* Activity list
1. From the scenario-writing guide, repeat word for word the part that opens with the words containing "3. Commit both" and closes with "understands natural language.".
2. Using the scenario-writing guide, decide whether each statement agrees with it: (a) scenario files in scenarios/ are run in order of their names; (b) only the .commands.json file needs to be committed; (c) steps must match one of the listed patterns. Answer yes or no for each, quoting the deciding words.
3. Extend the scenario-writing guide, starting after its final sentence.
*** Opening of Selected text ***
Writing a New Scenario

  1. Create a new NN-description.scenario.md file in scenarios/. Files are sorted by name and run in order.

  2. Use this format:

# Scenario: Short description of what this tests ## Steps 1. Click button "Cloud" 2. Type "build the project" in the chat input 3. Press Enter to submit 4. Verify the repository picker dropdown is visible
  1. Run npm run generate to compile it into a .commands.json file.

  2. Run npm test to verify it works.

  3. Commit both the .scenario.md and .commands.json files.

Step Language

Write steps in plain English. The Copilot agent interprets them against the page's accessibility tree. Common patterns:

PatternExample
Click a buttonClick button "Cloud"
Type in an inputType "hello" in the chat input
Press a keyPress Enter
Verify visibilityVerify the repository picker dropdown is visible
Verify button stateVerify the "Send" button is disabled

You're not limited to these patterns — the agent understands natural language.
*** Close of Selected text ***
*** Opening of Material shown ***
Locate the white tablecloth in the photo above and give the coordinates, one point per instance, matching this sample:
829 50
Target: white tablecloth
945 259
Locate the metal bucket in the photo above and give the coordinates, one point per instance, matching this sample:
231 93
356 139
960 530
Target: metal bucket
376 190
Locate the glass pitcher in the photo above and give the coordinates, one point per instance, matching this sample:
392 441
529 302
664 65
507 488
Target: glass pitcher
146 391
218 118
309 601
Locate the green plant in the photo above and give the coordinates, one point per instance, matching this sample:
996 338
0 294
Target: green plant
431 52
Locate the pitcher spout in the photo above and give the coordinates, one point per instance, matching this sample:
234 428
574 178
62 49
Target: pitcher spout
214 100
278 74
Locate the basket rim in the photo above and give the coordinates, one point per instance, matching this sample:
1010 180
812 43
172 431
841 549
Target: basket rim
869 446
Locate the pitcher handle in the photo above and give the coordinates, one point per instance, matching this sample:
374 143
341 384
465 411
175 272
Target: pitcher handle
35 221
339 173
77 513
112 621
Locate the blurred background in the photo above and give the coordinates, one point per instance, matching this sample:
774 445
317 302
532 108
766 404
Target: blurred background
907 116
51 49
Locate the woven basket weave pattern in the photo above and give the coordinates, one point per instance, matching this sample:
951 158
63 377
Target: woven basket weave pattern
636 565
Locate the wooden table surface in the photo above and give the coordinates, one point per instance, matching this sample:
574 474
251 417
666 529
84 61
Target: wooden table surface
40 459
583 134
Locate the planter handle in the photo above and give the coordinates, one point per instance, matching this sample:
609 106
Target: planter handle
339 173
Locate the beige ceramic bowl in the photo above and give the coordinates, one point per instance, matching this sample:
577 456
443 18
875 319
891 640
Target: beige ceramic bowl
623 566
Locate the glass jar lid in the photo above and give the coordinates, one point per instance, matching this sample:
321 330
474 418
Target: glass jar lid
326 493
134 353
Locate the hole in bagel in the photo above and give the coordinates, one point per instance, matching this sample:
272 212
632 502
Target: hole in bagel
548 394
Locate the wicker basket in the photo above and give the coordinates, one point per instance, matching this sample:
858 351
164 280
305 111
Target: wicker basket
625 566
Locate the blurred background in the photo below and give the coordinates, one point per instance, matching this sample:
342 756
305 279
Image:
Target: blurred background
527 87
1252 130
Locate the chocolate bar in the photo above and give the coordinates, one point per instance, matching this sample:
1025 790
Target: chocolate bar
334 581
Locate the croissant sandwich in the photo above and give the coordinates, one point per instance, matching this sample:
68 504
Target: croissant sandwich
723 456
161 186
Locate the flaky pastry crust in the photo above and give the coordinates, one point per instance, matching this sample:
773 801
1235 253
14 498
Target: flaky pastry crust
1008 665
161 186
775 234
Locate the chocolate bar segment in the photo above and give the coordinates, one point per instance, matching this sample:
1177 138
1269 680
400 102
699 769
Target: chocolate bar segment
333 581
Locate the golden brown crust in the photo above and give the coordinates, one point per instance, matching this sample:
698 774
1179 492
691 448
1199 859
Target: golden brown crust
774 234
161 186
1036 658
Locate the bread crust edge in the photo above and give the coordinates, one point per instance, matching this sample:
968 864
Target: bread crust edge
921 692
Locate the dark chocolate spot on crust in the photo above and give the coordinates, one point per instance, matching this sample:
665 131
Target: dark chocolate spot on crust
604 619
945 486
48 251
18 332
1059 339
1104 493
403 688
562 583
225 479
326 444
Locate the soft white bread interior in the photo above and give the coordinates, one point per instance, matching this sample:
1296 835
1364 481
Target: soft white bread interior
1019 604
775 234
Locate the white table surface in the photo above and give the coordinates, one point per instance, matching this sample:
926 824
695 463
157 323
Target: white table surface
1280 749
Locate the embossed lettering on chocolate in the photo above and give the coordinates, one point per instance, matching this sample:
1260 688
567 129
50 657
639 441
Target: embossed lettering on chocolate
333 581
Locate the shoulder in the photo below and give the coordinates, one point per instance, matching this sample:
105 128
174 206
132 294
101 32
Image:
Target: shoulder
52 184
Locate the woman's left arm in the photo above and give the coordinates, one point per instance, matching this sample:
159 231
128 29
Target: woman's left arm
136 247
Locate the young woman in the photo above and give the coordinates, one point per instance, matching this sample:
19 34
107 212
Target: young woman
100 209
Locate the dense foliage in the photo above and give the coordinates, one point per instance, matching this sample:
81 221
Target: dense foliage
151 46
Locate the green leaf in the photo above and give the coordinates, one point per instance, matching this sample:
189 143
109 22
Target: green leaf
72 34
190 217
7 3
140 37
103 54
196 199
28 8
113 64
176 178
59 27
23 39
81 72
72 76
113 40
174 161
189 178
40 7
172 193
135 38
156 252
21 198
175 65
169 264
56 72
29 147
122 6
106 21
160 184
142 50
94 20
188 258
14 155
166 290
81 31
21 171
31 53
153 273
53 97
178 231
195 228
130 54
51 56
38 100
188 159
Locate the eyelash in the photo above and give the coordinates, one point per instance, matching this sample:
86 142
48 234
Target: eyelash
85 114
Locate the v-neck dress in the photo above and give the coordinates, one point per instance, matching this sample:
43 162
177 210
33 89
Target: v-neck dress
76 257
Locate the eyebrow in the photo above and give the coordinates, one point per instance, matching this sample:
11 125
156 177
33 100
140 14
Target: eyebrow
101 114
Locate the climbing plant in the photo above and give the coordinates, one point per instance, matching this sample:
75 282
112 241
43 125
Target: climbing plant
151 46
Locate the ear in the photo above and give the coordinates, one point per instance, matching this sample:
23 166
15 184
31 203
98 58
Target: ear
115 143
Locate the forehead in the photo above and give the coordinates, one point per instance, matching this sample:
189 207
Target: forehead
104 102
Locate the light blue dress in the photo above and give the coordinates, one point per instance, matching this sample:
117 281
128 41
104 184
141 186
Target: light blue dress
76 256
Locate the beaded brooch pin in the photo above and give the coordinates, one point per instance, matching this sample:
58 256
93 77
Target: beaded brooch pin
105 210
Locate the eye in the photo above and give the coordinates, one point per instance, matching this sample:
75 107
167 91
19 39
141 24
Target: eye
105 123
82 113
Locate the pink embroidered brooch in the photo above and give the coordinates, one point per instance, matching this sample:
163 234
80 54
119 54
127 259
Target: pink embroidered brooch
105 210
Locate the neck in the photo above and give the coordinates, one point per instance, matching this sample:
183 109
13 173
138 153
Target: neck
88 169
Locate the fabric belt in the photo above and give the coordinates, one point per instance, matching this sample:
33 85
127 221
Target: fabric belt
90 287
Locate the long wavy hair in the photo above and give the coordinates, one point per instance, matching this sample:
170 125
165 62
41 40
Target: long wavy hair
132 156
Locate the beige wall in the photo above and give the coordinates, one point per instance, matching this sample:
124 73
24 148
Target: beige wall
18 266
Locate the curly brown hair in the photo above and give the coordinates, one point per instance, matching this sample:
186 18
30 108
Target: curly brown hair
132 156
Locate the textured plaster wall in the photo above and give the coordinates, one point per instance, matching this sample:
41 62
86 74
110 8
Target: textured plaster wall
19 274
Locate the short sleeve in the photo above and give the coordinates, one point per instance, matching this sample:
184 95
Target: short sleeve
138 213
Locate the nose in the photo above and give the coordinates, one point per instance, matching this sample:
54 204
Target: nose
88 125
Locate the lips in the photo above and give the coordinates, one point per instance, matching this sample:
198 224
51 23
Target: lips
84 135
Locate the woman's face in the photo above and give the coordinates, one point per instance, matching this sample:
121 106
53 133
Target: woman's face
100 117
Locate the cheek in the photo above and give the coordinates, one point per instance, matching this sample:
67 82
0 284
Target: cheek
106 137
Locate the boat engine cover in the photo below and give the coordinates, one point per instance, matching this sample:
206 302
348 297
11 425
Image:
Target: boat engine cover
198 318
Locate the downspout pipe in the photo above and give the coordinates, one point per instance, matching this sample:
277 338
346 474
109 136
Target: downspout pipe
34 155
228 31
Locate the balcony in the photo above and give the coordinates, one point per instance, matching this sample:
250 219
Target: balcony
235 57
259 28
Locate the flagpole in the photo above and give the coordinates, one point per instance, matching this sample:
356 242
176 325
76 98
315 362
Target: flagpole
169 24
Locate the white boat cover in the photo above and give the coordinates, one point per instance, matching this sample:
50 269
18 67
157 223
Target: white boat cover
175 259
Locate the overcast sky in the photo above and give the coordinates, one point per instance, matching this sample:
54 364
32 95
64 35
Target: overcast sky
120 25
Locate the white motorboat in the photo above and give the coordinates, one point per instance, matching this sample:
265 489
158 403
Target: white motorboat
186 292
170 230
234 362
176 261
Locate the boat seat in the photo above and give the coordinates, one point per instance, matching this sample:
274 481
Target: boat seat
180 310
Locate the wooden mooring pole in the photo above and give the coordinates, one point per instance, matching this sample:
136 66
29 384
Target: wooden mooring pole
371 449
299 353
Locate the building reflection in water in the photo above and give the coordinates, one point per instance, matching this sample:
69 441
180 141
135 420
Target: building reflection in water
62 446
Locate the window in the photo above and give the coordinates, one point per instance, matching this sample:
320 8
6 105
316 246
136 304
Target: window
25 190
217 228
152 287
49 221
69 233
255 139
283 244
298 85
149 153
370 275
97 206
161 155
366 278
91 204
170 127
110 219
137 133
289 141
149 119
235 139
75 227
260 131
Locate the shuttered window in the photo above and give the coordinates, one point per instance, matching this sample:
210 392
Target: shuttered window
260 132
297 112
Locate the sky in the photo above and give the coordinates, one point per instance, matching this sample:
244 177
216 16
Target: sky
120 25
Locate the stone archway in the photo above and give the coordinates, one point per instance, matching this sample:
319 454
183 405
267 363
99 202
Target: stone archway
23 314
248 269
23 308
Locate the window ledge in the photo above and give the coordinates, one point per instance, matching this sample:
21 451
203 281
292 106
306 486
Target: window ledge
*** Close of Material shown ***
* Numbered responses
1.
3. Commit both the .scenario.md and .commands.json files.

Step Language

Write steps in plain English. The Copilot agent interprets them against the page's accessibility tree. Common patterns:

PatternExample
Click a buttonClick button "Cloud"
Type in an inputType "hello" in the chat input
Press a keyPress Enter
Verify visibilityVerify the repository picker dropdown is visible
Verify button stateVerify the "Send" button is disabled

You're not limited to these patterns — the agent understands natural language.

2.
(a) Yes: "Files are sorted by name and run in order."
(b) No: "Commit both the .scenario.md and .commands.json files."
(c) No: "You're not limited to these patterns — the agent understands natural language."

3.
The .commands.json Format

Each compiled step looks like:

{ "description": "Click button \"Cloud\"", "commands": [ "click e143" ] }

For assertions, the agent outputs a snapshot command followed by an assertion comment:

{ "description": "Verify the repository picker dropdown is visible", "commands": [ "snapshot", "# ASSERT_VISIBLE: Repository Picker" ] }

The test runner understands these comment-based assertions:

  • # ASSERT_VISIBLE: <text> — checks snapshot contains the text

  • # ASSERT_DISABLED: <label> — checks button has [disabled]

  • # ASSERT_ENABLED: <label> — checks button doesn't have [disabled]

How a Step Executes (Worked Example)

Let's trace Click button "Cloud" through both phases.

Generate phase — the agent sees the accessibility tree snapshot:

- group "Session target" - button "Local" [ref=e141] - button "Cloud" [ref=e143]

Copilot CLI returns: click e143

This is saved to .commands.json and the click is executed to advance state.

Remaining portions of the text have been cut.